- _Extrait choisi_
Chansons de l'Exil en Provence
Weeraya
Chanson des étudiants révolutionnaires
Chanson de Chine Berceuse Thaï Une berceuse que me chantait mon père

Chansons thaïlandaises

Propos recueillis par Marie d'Hombres

Née en Thaïlande, Weeraya est venue en France pour y faire des études après une école d'architecture. Et elle est restée. Mariée avec un Français, elle a aujourd'hui trois enfants et vit à Aix-en-Provence. L'entretien débute par l'évocation d'une mélodie de son enfance qui lui a été transmise par ses grands-parents et se réfère sans doute à un ancien dialecte chinois. à travers elle se lit une histoire : celle des migrations chinoises en Thaïlande au début du vingtième siècle. Puis Weeraya raconte d'autres chansons et d'autres pans de l'histoire Thailandaise : la construction de Bangkok, la résistance des étudiants face au régime militaire pro-américain...

 

« Il y a une chanson dont je me souviens toujours, c'est celle que ma grand-mère me chantait dans un dialecte chinois, le tetchou. Elle était la deuxième épouse de mon grand-père, sa première femme ayant succombé à l'accouchement. C'est elle qui a élevé ses enfants et qui me gardait quand j'étais petite. J'avais environ trois ans au moment du décès de mon grand-père et onze au sien, donc je me souviens assez bien de ce qu'elle chantait. Il y avait cette comptine, dans une langue que je ne connaissais pas, mais que j'ai toujours entendue. Même ma mère, qui était Thaï, la chantait. Je ne sais pas ce qu'elle raconte et je dois dire que je ne la chante pas à mes enfants. En Thaïlande, on a tous des surnoms, qui sont généralement choisis en fonction de la sonorité des noms des parents : on m'appelle Hon, mes frères sont Hou et Hon. Hon est le premier mot de la chanson. Peut-être est-ce pour cette raison que ma mère la chantait aussi.

Weeraya chante.

- _Votre tâche_
Renvoyez sans rien changer tout ce qui va de « Née en Thaïlande, Weeraya » jusqu'à « régime militaire pro-américain... » dans l'entretien avec Weeraya.

Quelques enregistrements

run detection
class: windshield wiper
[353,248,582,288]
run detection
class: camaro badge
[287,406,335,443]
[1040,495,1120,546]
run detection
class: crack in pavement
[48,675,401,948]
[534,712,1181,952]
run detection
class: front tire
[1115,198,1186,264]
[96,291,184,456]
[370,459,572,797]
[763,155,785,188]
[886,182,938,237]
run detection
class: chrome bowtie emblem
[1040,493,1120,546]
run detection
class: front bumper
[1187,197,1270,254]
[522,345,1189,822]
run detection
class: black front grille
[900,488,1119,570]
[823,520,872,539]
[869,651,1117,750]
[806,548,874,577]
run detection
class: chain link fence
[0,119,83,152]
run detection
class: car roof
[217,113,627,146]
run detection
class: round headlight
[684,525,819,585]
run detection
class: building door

- _Réponse_
Née en Thaïlande, Weeraya est venue en France pour y faire des études après une école d'architecture. Et elle est restée. Mariée avec un Français, elle a aujourd'hui trois enfants et vit à Aix-en-Provence. L'entretien débute par l'évocation d'une mélodie de son enfance qui lui a été transmise par ses grands-parents et se réfère sans doute à un ancien dialecte chinois. à travers elle se lit une histoire : celle des migrations chinoises en Thaïlande au début du vingtième siècle. Puis Weeraya raconte d'autres chansons et d'autres pans de l'histoire Thailandaise : la construction de Bangkok, la résistance des étudiants face au régime militaire pro-américain...